#### [Task description]
Your answer must consist of exactly the lines below, starting with the line with "The answer to" and going on through the line with "box: [0, 333, 265, 408]", and nothing else.

** Available records follows **

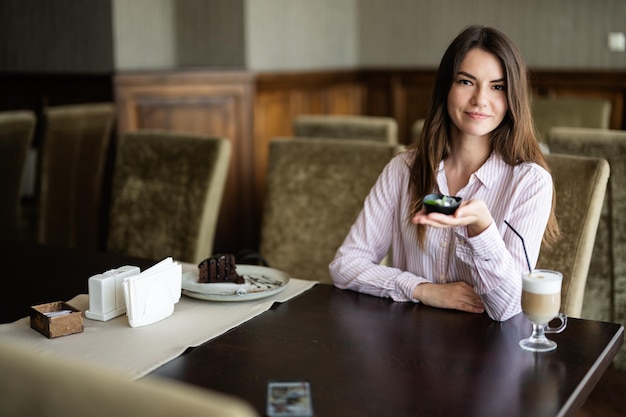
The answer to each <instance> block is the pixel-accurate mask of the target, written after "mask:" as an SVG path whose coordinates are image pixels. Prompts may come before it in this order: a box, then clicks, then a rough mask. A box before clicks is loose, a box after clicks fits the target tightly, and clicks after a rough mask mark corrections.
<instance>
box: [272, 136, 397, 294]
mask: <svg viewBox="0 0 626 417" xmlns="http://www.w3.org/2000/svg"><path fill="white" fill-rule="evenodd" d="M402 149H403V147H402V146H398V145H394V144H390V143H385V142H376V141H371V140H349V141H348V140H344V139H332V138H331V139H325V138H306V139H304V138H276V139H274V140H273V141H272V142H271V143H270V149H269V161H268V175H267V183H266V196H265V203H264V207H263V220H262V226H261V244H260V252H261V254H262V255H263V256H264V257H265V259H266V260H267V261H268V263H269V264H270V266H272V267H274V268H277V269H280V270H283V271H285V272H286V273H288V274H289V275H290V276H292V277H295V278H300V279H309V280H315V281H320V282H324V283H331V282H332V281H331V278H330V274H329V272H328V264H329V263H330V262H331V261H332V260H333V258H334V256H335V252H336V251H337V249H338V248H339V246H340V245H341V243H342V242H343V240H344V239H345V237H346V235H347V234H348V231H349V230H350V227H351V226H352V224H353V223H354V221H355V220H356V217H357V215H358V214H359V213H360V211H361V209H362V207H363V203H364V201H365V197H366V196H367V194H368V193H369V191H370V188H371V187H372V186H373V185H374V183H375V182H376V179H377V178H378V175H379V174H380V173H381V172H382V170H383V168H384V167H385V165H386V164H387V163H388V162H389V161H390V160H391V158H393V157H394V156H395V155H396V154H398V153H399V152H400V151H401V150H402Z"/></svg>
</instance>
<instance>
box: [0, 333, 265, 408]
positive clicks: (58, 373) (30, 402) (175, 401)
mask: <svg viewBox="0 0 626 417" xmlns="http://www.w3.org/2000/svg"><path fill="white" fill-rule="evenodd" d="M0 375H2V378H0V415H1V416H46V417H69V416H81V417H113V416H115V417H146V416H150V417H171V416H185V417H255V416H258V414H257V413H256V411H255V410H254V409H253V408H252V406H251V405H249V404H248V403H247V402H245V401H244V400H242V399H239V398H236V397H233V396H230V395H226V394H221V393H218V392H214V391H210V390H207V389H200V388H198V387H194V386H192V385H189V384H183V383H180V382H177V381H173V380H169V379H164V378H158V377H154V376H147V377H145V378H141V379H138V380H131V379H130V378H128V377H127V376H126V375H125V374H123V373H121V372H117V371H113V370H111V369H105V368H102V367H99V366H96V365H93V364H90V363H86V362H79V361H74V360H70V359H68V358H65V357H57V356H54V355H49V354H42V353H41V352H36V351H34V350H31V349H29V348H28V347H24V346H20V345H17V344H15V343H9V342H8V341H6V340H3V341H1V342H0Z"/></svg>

** End of Available records **
** Available records follows **

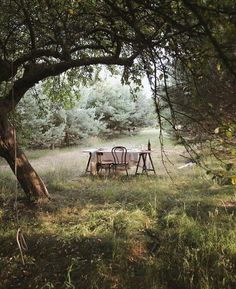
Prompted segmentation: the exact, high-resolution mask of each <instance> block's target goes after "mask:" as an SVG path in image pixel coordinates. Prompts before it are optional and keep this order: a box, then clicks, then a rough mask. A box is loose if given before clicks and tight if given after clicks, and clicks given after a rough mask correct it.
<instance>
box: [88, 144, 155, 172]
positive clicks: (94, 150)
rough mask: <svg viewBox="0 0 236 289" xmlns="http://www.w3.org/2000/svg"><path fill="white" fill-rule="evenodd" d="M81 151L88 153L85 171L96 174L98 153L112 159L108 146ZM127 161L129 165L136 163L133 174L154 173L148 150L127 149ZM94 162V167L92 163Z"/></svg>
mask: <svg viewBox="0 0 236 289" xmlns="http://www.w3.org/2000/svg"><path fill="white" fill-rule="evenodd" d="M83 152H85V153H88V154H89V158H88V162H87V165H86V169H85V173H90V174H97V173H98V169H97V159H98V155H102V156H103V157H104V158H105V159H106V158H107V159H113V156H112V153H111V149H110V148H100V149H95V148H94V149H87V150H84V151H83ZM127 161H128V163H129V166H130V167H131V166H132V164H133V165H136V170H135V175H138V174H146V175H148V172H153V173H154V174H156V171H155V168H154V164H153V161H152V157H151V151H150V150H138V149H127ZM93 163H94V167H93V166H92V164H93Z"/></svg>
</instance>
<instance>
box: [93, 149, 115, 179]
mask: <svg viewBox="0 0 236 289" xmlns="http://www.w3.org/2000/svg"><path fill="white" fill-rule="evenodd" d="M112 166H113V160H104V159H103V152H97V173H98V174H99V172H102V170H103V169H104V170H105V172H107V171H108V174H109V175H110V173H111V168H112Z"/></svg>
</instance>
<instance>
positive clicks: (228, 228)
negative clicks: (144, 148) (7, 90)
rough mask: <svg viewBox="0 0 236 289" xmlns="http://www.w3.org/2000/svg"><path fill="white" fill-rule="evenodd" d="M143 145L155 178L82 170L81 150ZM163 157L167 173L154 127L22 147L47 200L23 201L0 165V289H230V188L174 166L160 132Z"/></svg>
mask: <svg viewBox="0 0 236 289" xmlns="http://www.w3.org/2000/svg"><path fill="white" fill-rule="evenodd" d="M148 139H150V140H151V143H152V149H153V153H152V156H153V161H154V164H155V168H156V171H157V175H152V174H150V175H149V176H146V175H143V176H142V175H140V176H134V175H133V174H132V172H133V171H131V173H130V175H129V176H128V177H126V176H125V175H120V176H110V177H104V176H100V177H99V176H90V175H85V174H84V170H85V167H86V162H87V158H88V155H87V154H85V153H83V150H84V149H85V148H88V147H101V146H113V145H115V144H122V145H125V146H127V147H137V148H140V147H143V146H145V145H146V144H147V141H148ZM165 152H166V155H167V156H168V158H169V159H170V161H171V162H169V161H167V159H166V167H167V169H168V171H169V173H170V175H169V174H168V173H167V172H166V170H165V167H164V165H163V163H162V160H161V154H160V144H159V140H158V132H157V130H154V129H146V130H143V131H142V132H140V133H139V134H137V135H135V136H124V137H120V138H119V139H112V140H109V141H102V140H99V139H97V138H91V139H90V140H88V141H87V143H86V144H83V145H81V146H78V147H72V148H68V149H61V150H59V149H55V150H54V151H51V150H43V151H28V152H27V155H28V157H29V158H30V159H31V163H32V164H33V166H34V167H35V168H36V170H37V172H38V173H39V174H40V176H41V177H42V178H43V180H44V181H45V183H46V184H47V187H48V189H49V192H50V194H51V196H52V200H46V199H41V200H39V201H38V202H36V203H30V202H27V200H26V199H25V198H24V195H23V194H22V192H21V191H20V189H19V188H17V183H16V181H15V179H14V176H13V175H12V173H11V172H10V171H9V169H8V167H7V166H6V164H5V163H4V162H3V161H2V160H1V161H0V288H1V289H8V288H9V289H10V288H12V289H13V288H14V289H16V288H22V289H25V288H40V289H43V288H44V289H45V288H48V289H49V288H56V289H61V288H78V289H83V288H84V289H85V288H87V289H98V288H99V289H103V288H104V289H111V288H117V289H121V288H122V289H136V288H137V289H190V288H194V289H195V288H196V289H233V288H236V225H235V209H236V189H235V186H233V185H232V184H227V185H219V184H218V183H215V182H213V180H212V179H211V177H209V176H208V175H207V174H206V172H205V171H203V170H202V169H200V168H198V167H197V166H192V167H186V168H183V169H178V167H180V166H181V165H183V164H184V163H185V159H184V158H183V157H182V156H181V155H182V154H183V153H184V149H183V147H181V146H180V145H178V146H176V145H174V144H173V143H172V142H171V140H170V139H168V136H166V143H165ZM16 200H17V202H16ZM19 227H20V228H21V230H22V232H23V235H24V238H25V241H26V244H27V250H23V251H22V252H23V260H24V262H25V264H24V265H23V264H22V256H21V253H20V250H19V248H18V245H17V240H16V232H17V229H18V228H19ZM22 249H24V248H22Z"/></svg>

** End of Available records **

#### [Output of the exercise]
The answer to each <instance> block is the pixel-accurate mask of the target, written after "mask:" as an SVG path whose coordinates are image pixels. Prompts may come before it in this order: a box, then clicks, then a rough mask. A box before clicks is loose, a box after clicks fits the target tightly, and clicks after a rough mask mark corrections.
<instance>
box: [272, 136, 397, 294]
mask: <svg viewBox="0 0 626 417" xmlns="http://www.w3.org/2000/svg"><path fill="white" fill-rule="evenodd" d="M402 149H403V147H402V146H398V145H394V144H390V143H385V142H376V141H371V140H349V141H348V140H344V139H332V138H331V139H325V138H306V139H304V138H276V139H274V140H273V141H272V142H271V143H270V149H269V161H268V175H267V183H266V196H265V203H264V207H263V220H262V226H261V244H260V252H261V254H262V255H263V256H264V257H265V259H266V260H267V261H268V263H269V264H270V266H272V267H274V268H277V269H280V270H283V271H285V272H286V273H288V274H289V275H290V276H292V277H295V278H300V279H309V280H315V281H320V282H324V283H331V282H332V281H331V278H330V274H329V272H328V264H329V263H330V262H331V261H332V260H333V258H334V256H335V252H336V251H337V249H338V248H339V246H340V245H341V243H342V242H343V240H344V239H345V237H346V235H347V234H348V231H349V230H350V227H351V226H352V224H353V223H354V221H355V220H356V217H357V215H358V214H359V213H360V211H361V209H362V207H363V203H364V201H365V197H366V196H367V194H368V193H369V191H370V188H371V187H372V186H373V185H374V183H375V182H376V179H377V178H378V175H379V174H380V173H381V172H382V170H383V168H384V167H385V165H386V164H387V163H388V162H389V161H390V160H391V158H393V157H394V156H395V155H396V154H398V153H399V152H400V151H401V150H402Z"/></svg>
</instance>
<instance>
box: [0, 333, 265, 408]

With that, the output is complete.